* [Exercise materials]:
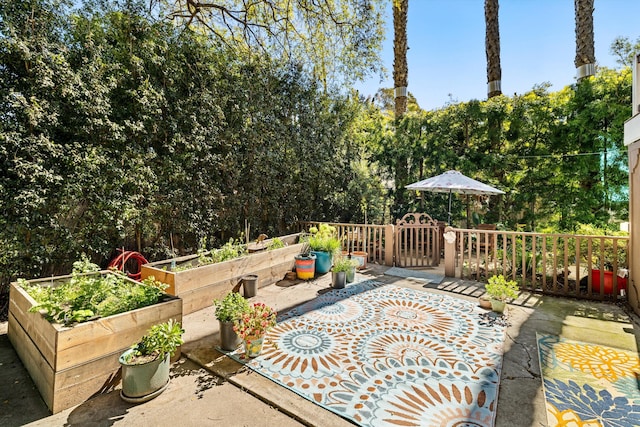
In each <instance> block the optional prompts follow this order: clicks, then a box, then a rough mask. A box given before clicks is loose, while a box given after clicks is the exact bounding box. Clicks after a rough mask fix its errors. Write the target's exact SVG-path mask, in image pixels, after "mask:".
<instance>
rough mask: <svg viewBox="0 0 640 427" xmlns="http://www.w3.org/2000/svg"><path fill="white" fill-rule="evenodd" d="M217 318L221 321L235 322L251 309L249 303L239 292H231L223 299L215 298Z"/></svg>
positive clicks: (213, 300) (226, 321)
mask: <svg viewBox="0 0 640 427" xmlns="http://www.w3.org/2000/svg"><path fill="white" fill-rule="evenodd" d="M213 307H214V308H215V310H216V319H218V320H219V321H221V322H233V321H234V320H236V319H238V318H239V317H240V316H241V315H242V313H244V312H245V311H247V310H248V309H249V303H248V302H247V300H246V299H245V298H244V297H243V296H242V295H240V294H239V293H238V292H229V293H228V294H227V295H225V297H224V298H223V299H220V300H213Z"/></svg>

* [Exercise instructions]:
Keep each line of the records exactly as it is while transcribing them, but leave the images behind.

* [Answer space]:
In each <instance> block the optional prompts follow this order: clicks, then a box, then a rough mask. A box given before clicks is loose, while a box given after clicks is the exact bounding box. Clicks after a rough mask fix its errors. Write the target's exact SVG-path mask, in image pixels, after "mask:".
<instance>
rough mask: <svg viewBox="0 0 640 427" xmlns="http://www.w3.org/2000/svg"><path fill="white" fill-rule="evenodd" d="M217 318L221 321L235 322L251 309L249 303L239 292H231L223 299L215 298Z"/></svg>
positive clicks: (213, 300) (226, 321)
mask: <svg viewBox="0 0 640 427" xmlns="http://www.w3.org/2000/svg"><path fill="white" fill-rule="evenodd" d="M213 307H214V308H215V310H216V319H218V320H219V321H221V322H233V321H234V320H236V319H238V318H239V317H240V316H241V315H242V313H244V312H245V311H247V310H248V309H249V303H248V302H247V300H246V299H245V298H244V297H243V296H242V295H240V294H239V293H238V292H229V293H228V294H227V295H225V297H224V298H223V299H220V300H213Z"/></svg>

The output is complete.